■ Short task ■
Format the data from the line containing "Task: point out the sweater" through the end of the data as a numbered list, leaving out any blank lines.

******************************

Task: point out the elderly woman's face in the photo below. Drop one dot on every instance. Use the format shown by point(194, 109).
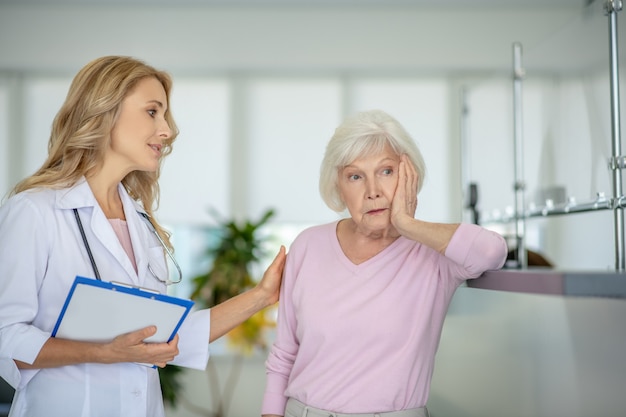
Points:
point(367, 186)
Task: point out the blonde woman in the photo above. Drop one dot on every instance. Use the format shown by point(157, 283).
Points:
point(88, 211)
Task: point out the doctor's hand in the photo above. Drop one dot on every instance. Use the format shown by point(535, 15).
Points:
point(272, 278)
point(130, 347)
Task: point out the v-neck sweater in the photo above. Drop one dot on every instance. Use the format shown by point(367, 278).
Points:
point(362, 338)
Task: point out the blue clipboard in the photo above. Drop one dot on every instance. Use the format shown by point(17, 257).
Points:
point(99, 311)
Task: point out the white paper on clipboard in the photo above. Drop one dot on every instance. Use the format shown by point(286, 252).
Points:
point(98, 311)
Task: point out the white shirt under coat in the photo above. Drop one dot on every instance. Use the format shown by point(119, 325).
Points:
point(41, 252)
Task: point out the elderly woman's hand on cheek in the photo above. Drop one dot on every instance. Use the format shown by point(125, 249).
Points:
point(404, 201)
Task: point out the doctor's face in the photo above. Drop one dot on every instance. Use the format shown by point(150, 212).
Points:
point(137, 136)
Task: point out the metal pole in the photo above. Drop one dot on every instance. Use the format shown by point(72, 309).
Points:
point(519, 186)
point(611, 8)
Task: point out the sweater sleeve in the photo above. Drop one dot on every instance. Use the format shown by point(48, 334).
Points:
point(285, 348)
point(476, 249)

******************************

■ Solution to this exercise ■
1. Task: point out the sweater sleeve in the photo above. Drop one dot on every instance. Use the format shown by point(48, 334).
2. Points:
3. point(285, 348)
4. point(476, 249)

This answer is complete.